• ESERCIZIO PROPOSTO A
Stabilisci se le affermazioni (i), (ii) e (iii) concordano con il testo sul contratto di locazione riportato più avanti. Per ciascuna rispondi sì o no, citando alla lettera le parole del testo che lo decidono.
(i) Il contratto di locazione è gratuito, come il contratto di comodato.
(ii) Il contratto di locazione si perfeziona senza che occorra consegnare materialmente la cosa.
(iii) Con il contratto di locazione il conduttore acquisisce un diritto reale sul bene.

Scritto da: Natascia Carignani - Pubblicato su IUSTLAB

Pubblicazione legale:

Cos’è il contratto di locazione: definizione

La locazione è un contratto con il quale una parte (locatore) permette il godimento di un bene mobile o immobile ad un’altra parte (conduttore o locatario), per un periodo di tempo determinato o determinabile, in cambio di un corrispettivo in denaro. Il contratto di locazione è dunque necessariamente oneroso ed è questa la fondamentale differenza con il contratto di comodato, essenzialmente gratuito.

Contratto tipicamente consensuale (il perfezionamento si conclude al momento dello scambio del consenso, senza necessità di consegna materiale della cosa), è ad effetti obbligatori (poiché da esso non deriva l’acquisizione di alcun diritto reale sul bene, ma solo il diritto di godimento e di uso) ed è riccamente disciplinato dal codice civile e da alcune leggi specifiche.

Vediamone insieme le principali caratteristiche

Contenuto del contratto di locazione

Il contenuto dei contratti di locazione varia a seconda della tipologia contrattuale specifica che le parti scelgono di porre in essere, e delle clausole che inseriscono all’interno del contratto.

Ad ogni modo, nonostante la libertà concessa alle parti, vi sono comunque alcuni elementi che tipicamente fanno parte del contratto di locazione, e che dunque locatore e conduttore dovranno avere cura di inserire nella redazione dello stesso.

• DATI FORNITI

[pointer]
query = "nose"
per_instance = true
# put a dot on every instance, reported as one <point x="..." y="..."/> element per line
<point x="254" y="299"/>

• ESERCIZIO PROPOSTO B
Sostituisci "nose" con "eye" in tutti i record e riscrivi le loro righe lasciando invariato tutto il resto.

• SOLUZIONE A
(i) No: «Il contratto di locazione è dunque necessariamente oneroso ed è questa la fondamentale differenza con il contratto di comodato, essenzialmente gratuito.»
(ii) Sì: «il perfezionamento si conclude al momento dello scambio del consenso, senza necessità di consegna materiale della cosa».
(iii) No: «da esso non deriva l’acquisizione di alcun diritto reale sul bene, ma solo il diritto di godimento e di uso».

• SOLUZIONE B
[pointer]
query = "eye"
per_instance = true
# put a dot on every instance, reported as one <point x="..." y="..."/> element per line
<point x="254" y="299"/>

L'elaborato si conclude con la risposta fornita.